▸ Yapılacak İş: Konya hakkındaki metnin tamamını kelimesi kelimesine yeniden yaz.

▸ Kaynak:
Şehirler içinde emsali bulunmayan Konya’ya milli iradeye sahip çıkma konusunda da emsalsiz olmak yakışır.

Unutmayınız Konya sadece kendi sınırlarından ibaret bir şehir değildir. Konya asırlarca Anadolu’ya başkentlik, nice şehirlere şahlık yaptı. Bu şehir alimleriyle, arifleriyle, sanatkarlarıyla, çalışkanlığıyla, üretkenliğiyle ülkenin tamamına ışık saçtı. Sadece kendisi kalkınmakla, gelişmekle kalmadı herkese faydası dokundu.

Eskiden beri Konyalı kardeşlerimizin bölgemizde ve dünyanın dört bir yanında yürüttükleri hayır hasenat faaliyetlerini zaten biliyoruz. Son deprem felaketinde gördük ki Konya, tüm mazlumlara ve mağdurlara el uzatarak onların hem yaralarını saran hem gönüllerini alan şehir olma vasfını sürdürüyor.

Konya’dan aldığımız ilhamla 21 yıldır Türkiye’ye hizmet ederken çok yönlü bir mücadelenin içinde olduk. Bir yandan ülkenin asırlık ihmallerin ürünü altyapı eksiklerini tamamlamak için gece gündüz çalıştık. Şehirlerimiz başta olmak üzere vatan topraklarının her karışını yatırımlarla, eserlerle donattık. Diğer yandan Cumhuriyet tarihi boyunca yaşadığımız demokrasi, hak, özgürlük ihlallerini telafi edecek reformları hayata geçirdik.

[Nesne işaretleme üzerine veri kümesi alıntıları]
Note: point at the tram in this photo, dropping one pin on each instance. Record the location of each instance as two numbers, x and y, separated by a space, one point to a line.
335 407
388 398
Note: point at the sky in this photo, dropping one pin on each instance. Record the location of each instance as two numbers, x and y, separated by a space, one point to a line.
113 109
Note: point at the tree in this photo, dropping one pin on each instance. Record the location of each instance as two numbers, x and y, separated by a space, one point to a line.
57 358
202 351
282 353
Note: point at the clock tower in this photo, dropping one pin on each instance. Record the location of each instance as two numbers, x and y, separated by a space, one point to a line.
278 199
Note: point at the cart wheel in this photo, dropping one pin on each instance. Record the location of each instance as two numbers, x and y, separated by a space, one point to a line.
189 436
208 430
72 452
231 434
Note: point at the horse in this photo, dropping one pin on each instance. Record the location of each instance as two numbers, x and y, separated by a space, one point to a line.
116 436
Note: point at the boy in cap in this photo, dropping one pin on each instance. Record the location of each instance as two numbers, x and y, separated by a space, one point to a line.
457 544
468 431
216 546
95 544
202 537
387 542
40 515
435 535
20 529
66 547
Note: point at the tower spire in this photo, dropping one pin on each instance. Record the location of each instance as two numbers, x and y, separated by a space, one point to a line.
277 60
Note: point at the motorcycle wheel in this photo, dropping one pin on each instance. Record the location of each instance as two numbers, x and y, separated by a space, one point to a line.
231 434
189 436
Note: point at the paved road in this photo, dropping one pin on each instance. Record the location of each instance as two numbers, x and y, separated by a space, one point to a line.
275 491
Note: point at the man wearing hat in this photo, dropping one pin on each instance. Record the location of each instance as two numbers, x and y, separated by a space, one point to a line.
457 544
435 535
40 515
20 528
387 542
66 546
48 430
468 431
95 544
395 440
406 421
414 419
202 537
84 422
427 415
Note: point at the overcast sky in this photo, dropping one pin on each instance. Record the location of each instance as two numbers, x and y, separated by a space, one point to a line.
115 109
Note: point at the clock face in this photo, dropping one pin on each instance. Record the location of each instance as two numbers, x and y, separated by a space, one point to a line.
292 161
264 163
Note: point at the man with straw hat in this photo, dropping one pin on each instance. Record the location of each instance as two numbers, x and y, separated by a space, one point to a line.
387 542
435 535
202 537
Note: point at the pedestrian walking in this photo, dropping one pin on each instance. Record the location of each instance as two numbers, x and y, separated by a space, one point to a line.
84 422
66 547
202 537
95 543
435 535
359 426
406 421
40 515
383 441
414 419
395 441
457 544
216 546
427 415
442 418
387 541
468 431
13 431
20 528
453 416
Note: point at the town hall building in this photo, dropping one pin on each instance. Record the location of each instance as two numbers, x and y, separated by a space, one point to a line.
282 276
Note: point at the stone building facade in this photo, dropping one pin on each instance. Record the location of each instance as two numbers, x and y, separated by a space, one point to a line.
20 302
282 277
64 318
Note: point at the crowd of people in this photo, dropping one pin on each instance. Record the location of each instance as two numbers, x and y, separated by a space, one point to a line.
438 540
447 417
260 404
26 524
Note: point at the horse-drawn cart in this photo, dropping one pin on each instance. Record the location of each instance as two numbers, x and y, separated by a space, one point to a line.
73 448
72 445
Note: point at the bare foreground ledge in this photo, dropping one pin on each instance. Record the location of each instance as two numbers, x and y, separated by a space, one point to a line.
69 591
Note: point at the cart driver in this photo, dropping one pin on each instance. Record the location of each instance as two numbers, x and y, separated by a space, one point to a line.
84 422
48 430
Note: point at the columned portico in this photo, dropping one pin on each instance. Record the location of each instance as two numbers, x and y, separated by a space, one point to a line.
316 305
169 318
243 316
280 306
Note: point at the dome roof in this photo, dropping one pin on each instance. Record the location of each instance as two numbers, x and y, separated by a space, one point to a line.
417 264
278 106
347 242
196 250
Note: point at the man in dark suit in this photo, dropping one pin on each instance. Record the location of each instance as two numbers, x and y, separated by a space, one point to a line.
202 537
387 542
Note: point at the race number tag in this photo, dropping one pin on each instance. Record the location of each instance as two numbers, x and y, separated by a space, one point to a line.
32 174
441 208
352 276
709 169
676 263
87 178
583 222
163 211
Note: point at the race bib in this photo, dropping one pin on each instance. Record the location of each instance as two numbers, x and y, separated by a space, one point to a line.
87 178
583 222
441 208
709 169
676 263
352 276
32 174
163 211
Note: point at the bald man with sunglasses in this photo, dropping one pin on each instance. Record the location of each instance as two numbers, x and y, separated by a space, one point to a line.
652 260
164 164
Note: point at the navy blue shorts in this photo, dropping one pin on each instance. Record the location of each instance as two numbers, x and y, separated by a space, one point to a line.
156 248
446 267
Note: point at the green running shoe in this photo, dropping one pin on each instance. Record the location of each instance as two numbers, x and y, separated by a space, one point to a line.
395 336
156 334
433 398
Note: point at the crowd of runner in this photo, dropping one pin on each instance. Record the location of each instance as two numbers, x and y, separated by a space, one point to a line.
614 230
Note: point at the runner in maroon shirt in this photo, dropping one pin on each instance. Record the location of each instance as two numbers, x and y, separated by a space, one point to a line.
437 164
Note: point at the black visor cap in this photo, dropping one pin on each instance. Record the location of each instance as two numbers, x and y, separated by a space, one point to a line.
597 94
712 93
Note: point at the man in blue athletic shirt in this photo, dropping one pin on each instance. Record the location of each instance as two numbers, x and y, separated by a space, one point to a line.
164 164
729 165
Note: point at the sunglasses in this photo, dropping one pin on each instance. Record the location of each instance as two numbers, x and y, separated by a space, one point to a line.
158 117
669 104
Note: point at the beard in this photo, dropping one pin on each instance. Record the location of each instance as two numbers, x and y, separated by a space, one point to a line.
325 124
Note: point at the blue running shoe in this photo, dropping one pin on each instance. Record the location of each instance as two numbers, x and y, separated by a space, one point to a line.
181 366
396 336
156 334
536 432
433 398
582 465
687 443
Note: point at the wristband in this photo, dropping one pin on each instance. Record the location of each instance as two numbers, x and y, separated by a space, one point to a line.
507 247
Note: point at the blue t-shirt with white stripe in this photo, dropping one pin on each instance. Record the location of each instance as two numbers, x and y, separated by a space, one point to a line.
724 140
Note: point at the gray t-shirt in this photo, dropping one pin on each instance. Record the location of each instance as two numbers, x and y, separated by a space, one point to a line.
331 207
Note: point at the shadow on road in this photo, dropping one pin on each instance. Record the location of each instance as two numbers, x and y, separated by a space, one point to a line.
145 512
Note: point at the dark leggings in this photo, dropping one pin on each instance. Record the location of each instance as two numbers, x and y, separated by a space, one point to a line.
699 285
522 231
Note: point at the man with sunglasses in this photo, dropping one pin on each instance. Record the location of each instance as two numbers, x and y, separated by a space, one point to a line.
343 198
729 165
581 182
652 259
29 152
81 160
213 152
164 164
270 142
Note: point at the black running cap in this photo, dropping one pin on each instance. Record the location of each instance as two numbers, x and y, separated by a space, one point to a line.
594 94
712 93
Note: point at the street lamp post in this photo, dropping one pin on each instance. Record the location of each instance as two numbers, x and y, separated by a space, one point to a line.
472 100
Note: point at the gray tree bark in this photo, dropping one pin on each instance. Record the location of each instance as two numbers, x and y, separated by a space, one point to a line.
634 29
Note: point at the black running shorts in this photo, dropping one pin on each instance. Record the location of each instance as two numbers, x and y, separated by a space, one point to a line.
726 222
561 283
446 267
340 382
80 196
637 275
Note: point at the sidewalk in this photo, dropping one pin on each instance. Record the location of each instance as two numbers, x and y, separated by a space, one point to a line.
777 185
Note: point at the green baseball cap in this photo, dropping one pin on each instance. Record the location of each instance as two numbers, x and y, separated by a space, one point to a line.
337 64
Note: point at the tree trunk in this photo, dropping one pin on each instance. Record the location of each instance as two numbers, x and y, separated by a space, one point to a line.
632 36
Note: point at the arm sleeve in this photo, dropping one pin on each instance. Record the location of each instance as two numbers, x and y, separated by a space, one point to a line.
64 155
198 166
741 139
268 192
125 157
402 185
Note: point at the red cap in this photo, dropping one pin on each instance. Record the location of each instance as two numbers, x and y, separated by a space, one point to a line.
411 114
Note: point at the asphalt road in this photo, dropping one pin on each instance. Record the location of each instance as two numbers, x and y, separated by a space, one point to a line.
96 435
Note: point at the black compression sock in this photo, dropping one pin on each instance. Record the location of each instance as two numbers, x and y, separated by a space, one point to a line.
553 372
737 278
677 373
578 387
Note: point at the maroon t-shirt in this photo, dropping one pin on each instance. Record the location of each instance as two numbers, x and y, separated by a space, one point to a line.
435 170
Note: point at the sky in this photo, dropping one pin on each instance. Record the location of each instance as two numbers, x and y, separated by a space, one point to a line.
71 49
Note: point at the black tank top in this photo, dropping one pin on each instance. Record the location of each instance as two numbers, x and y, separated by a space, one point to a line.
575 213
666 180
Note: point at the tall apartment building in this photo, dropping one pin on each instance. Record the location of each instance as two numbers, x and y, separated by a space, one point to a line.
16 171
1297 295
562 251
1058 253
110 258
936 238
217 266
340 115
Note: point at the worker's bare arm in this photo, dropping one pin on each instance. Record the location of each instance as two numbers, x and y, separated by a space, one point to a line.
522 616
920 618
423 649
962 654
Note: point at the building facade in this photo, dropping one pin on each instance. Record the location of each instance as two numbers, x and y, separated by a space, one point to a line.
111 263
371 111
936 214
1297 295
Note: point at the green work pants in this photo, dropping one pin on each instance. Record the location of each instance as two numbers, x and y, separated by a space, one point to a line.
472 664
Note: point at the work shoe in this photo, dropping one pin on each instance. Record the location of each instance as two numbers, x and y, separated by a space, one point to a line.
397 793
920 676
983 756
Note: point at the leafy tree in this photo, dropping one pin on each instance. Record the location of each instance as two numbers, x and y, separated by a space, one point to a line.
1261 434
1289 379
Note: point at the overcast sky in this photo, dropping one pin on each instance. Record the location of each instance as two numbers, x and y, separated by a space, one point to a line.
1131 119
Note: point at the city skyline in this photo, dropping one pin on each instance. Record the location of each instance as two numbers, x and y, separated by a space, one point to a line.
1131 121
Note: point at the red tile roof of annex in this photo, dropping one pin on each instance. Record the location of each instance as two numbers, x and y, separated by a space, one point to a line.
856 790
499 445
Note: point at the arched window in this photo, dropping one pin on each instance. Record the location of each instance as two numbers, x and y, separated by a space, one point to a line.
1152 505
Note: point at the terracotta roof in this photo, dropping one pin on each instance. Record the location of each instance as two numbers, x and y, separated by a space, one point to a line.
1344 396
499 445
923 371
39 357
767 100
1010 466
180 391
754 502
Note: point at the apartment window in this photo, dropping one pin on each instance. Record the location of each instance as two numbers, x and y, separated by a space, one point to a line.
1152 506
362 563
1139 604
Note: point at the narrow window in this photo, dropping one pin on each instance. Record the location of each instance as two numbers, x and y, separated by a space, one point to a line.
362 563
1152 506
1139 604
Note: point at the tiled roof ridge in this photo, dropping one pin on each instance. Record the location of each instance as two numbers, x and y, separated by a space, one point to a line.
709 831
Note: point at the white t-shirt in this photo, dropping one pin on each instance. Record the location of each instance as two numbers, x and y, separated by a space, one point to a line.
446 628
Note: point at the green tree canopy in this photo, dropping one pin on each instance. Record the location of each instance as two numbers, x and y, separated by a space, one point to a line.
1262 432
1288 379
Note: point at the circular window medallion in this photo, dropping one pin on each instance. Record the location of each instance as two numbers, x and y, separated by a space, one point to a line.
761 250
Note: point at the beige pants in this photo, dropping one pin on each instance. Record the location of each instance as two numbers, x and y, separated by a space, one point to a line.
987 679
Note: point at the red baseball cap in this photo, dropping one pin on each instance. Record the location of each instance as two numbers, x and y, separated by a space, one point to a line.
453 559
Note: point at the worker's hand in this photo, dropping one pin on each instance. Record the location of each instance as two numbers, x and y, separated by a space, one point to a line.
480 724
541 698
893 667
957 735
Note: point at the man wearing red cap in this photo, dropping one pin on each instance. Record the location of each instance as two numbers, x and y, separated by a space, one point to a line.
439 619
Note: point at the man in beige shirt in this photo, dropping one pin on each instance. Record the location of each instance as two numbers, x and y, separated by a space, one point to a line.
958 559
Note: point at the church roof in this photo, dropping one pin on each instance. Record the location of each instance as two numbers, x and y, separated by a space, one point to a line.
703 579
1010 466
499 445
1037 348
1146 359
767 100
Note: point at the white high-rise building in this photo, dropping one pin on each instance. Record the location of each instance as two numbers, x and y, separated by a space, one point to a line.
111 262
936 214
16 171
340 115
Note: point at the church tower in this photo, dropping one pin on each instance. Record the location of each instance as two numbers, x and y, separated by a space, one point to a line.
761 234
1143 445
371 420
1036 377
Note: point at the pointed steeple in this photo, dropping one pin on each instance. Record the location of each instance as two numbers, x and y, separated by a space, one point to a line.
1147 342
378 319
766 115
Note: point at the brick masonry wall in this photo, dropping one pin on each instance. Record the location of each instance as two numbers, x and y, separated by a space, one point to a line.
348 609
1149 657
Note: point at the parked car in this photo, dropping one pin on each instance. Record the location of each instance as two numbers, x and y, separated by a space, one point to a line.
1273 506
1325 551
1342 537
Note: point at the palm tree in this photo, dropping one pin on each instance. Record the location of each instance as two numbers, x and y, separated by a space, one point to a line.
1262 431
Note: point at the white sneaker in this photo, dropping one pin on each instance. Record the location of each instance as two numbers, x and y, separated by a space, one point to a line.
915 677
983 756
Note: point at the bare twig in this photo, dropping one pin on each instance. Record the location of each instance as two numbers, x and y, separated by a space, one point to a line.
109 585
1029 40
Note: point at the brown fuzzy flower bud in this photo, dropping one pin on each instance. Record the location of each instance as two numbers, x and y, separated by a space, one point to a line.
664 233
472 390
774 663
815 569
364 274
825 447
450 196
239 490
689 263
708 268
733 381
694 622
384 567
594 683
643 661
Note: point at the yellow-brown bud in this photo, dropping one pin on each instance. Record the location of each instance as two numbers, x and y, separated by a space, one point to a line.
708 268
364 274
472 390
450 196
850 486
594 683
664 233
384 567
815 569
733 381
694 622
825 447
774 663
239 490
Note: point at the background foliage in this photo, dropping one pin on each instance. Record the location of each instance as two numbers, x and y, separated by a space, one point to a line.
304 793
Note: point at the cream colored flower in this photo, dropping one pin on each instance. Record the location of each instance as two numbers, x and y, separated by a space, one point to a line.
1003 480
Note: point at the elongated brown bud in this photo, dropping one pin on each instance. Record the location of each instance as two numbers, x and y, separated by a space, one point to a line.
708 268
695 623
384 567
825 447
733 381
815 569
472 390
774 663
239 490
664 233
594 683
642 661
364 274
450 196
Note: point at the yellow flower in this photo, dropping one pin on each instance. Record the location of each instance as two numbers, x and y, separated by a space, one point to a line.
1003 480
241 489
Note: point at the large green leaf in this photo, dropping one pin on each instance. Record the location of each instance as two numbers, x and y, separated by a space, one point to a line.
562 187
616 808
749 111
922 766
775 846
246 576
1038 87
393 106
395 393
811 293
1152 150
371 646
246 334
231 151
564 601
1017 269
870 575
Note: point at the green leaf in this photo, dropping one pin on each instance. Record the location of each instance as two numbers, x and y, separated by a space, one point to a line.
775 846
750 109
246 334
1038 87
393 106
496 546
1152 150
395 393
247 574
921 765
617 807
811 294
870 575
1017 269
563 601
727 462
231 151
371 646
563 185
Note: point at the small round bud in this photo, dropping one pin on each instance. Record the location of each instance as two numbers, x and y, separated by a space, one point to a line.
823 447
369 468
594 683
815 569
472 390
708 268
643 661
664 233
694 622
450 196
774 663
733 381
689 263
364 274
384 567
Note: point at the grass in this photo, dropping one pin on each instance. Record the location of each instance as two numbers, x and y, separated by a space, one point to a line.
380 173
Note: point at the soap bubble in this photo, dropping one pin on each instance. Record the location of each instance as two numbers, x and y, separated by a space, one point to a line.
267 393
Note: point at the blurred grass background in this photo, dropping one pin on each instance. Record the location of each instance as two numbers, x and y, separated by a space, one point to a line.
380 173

▸ Sonuç:
Şehirler içinde emsali bulunmayan Konya’ya milli iradeye sahip çıkma konusunda da emsalsiz olmak yakışır.

Unutmayınız Konya sadece kendi sınırlarından ibaret bir şehir değildir. Konya asırlarca Anadolu’ya başkentlik, nice şehirlere şahlık yaptı. Bu şehir alimleriyle, arifleriyle, sanatkarlarıyla, çalışkanlığıyla, üretkenliğiyle ülkenin tamamına ışık saçtı. Sadece kendisi kalkınmakla, gelişmekle kalmadı herkese faydası dokundu.

Eskiden beri Konyalı kardeşlerimizin bölgemizde ve dünyanın dört bir yanında yürüttükleri hayır hasenat faaliyetlerini zaten biliyoruz. Son deprem felaketinde gördük ki Konya, tüm mazlumlara ve mağdurlara el uzatarak onların hem yaralarını saran hem gönüllerini alan şehir olma vasfını sürdürüyor.

Konya’dan aldığımız ilhamla 21 yıldır Türkiye’ye hizmet ederken çok yönlü bir mücadelenin içinde olduk. Bir yandan ülkenin asırlık ihmallerin ürünü altyapı eksiklerini tamamlamak için gece gündüz çalıştık. Şehirlerimiz başta olmak üzere vatan topraklarının her karışını yatırımlarla, eserlerle donattık. Diğer yandan Cumhuriyet tarihi boyunca yaşadığımız demokrasi, hak, özgürlük ihlallerini telafi edecek reformları hayata geçirdik.